● **Job 1**:
Do statements (a), (b) and (c) agree with the Ranch King thread? Answer yes or no for each, quoting the exact words of the thread that decide it.
(a) The original poster's tractor has an 18hp Briggs engine.
(b) The first reply advises checking the blades for binding while the engine is running.
(c) Bill Kapaun recommends doing the final adjustment with the engine under load.

● **Page excerpt**:
• • • •

# MTD Ranch King, PTO causes stall.



## scottylsv (Apr 1, 2012)

I have an older Ranch King, and its an 18hp briggs, the engine is sound, have a new battery, everything has been cleaned and lubed in the deck, however when I move the PTO lever to on, it stalls out. I can have tractor in neutral, and sometimes get the PTO to engage, but it runs very rough, and causes some backfires. Any help suggestions would be great.


----------



## jhngardner367 (Apr 5, 2011)

*ranchking*

Welcome to the forum!
First,with the engine OFF,turn the blades by hand,to check for binding.If it turns well, 
check the carb adjustment, by starting the engine,and at full throttle, turn the high-speed adjustment screw IN,until it just stumbles.Then,back it OUT,until it stumbles.Turn it IN,1/2 way between the two spots.
Then,engage the blade pto,and see if it works properly.


----------



## scottylsv (Apr 1, 2012)

jhngardner367 said:


> Welcome to the forum!
> First,with the engine OFF,turn the blades by hand,to check for binding.If it turns well,
> check the carb adjustment, by starting the engine,and at full throttle, turn the high-speed adjustment screw IN,until it just stumbles.Then,back it OUT,until it stumbles.Turn it IN,1/2 way between the two spots.
> Then,engage the blade pto,and see if it works properly.


Thanks, for the advice, now that i was able to get out there and work on it, the carb adjustments did the trick, still need to tweak a bit but got it run and stay running. Blades bogged down abit, but that was due to the jungle that was my yard since my tractor was down. 

Anyways, Thanks, again


----------



## jhngardner367 (Apr 5, 2011)

Anytime!


----------



## Bill Kapaun (May 8, 2007)

Typically, you'll actually want it out just a bit more.
You want to do the final "tweeking" with the engine under load.


----------



## jhngardner367 (Apr 5, 2011)

After 15 years of repairing these,I've found that "tweaking them",under load,tends to make the engine "hunt"after the load is off. A newer engine,not so much,but older ones,yes.


----------

• • • •

● **Input data**:
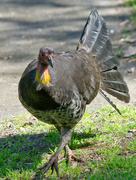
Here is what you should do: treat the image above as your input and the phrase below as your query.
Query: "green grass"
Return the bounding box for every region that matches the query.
[0,106,136,180]
[125,0,136,23]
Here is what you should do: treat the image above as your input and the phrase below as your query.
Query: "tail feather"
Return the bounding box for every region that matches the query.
[77,9,130,102]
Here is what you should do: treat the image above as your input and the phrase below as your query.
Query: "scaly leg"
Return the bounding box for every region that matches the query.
[35,128,73,176]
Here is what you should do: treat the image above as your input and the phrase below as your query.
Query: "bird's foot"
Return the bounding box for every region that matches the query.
[35,156,59,177]
[65,145,85,165]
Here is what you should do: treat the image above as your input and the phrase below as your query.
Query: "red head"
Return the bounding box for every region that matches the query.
[38,46,54,67]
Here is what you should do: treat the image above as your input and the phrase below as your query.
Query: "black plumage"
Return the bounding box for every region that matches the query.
[19,9,130,174]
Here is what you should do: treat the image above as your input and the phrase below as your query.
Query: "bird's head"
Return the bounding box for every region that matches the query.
[38,46,54,67]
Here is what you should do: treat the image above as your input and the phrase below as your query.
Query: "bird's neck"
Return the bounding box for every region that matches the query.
[35,60,50,84]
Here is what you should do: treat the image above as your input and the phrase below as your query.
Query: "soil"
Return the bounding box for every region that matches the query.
[0,0,136,120]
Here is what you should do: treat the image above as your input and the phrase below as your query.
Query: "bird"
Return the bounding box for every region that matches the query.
[18,8,130,176]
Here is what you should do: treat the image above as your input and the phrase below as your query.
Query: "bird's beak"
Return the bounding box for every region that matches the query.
[47,56,53,68]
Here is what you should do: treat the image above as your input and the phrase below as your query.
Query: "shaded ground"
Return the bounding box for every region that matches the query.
[0,0,136,120]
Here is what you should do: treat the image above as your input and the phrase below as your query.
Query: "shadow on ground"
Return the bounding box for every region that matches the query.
[0,129,95,180]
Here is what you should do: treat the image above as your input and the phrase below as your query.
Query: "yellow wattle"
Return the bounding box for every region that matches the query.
[35,69,50,84]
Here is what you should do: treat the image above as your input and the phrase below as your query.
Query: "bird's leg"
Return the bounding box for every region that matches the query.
[35,127,73,176]
[65,145,85,165]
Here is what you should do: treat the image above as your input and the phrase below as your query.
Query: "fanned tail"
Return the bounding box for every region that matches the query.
[77,9,130,105]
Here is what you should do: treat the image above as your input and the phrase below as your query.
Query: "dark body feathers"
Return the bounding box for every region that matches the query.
[19,50,100,127]
[19,10,130,127]
[19,9,130,175]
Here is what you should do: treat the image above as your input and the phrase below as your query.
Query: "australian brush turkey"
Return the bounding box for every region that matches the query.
[19,9,130,175]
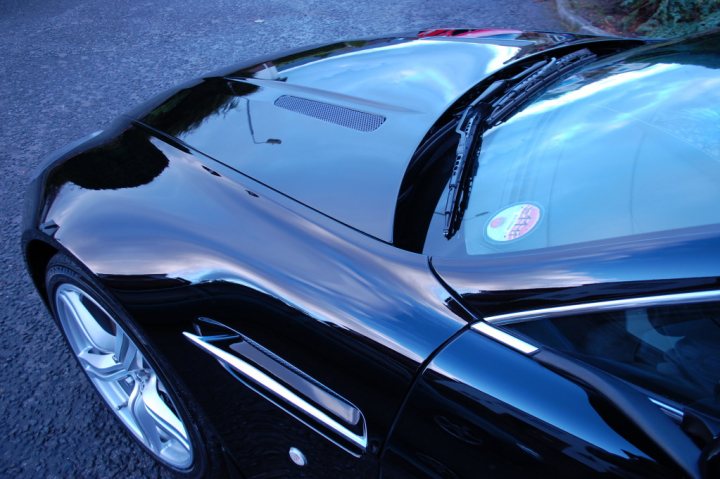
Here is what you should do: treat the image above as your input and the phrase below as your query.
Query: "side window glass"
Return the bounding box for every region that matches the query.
[504,302,720,417]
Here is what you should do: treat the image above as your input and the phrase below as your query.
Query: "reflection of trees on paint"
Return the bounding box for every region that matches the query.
[142,78,259,137]
[53,128,168,190]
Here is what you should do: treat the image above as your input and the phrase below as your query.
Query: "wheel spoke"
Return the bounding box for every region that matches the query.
[54,283,193,468]
[143,374,190,451]
[77,347,130,381]
[113,326,138,371]
[128,381,163,454]
[61,291,115,352]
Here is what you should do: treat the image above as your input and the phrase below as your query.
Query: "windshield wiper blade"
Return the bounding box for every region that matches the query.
[443,48,597,239]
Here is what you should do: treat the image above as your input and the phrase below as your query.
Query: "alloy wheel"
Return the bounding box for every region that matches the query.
[55,283,193,469]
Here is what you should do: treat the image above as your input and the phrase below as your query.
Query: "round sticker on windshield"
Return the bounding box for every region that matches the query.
[485,203,540,243]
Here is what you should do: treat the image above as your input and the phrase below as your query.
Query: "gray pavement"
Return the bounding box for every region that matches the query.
[0,0,562,478]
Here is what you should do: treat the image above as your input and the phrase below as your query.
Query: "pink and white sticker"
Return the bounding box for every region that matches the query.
[485,203,541,243]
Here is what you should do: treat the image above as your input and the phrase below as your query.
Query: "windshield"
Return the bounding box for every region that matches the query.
[424,38,720,257]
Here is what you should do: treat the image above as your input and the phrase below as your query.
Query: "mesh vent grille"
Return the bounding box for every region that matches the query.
[275,95,385,132]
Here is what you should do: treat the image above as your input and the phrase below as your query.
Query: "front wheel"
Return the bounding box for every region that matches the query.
[46,254,219,477]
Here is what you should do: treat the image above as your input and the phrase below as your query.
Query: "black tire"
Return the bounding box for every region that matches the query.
[45,253,231,478]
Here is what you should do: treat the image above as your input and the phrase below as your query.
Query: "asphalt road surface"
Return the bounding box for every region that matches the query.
[0,0,562,478]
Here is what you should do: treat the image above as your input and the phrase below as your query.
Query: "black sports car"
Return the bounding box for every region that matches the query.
[23,30,720,478]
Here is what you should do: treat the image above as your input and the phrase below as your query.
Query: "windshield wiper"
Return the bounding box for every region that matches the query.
[443,48,597,239]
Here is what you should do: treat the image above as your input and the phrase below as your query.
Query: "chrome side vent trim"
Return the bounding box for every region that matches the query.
[275,95,385,132]
[183,332,368,456]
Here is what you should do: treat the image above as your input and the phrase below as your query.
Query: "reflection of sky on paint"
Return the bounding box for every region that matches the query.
[282,40,518,109]
[463,64,720,254]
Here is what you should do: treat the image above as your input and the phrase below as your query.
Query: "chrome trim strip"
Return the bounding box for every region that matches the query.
[648,397,685,419]
[485,291,720,326]
[183,332,367,451]
[472,323,538,354]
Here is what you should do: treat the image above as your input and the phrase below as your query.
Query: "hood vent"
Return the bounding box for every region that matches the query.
[275,95,385,132]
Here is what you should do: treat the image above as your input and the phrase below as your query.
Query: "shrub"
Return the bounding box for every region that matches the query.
[621,0,720,37]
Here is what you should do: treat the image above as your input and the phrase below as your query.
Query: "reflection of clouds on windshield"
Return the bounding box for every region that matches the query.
[508,64,680,123]
[464,58,720,254]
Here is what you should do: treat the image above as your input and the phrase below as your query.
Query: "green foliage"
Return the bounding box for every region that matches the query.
[621,0,720,37]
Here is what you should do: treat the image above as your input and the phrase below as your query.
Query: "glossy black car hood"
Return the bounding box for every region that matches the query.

• • • •

● **Job 2**: Render the listing as a JSON list of strings, one string per line, starting at its first line and ending at the line that contains "[19,9,130,174]", both included. Omit blank lines and leave the pictures out.

● **Final result 1**:
(a) Yes: "I have an older Ranch King, and its an 18hp briggs"
(b) No: "First,with the engine OFF,turn the blades by hand,to check for binding."
(c) Yes: "You want to do the final "tweeking" with the engine under load."

● **Final result 2**:
[
  "Here is what you should do: treat the image above as your input and the phrase below as your query.",
  "Query: \"green grass\"",
  "Return the bounding box for every region that matches the query.",
  "[0,106,136,180]",
  "[125,0,136,23]",
  "Here is what you should do: treat the image above as your input and the phrase below as your query.",
  "Query: \"tail feather\"",
  "Return the bounding box for every region that matches the query.",
  "[77,9,130,102]",
  "Here is what you should do: treat the image above as your input and the phrase below as your query.",
  "Query: \"scaly leg\"",
  "Return the bounding box for every region that matches the query.",
  "[35,128,73,176]",
  "Here is what you should do: treat the image above as your input and the phrase below as your query.",
  "Query: \"bird's foot\"",
  "Return the bounding box for every region that matches the query.",
  "[35,156,59,177]",
  "[65,145,85,165]",
  "Here is what you should do: treat the image above as your input and the phrase below as your query.",
  "Query: \"red head\"",
  "Return the bounding box for every region that matches the query.",
  "[38,46,54,67]",
  "Here is what you should do: treat the image above as your input and the phrase below as your query.",
  "Query: \"black plumage\"",
  "Return the bounding box for every region that matches the query.",
  "[19,9,130,174]"
]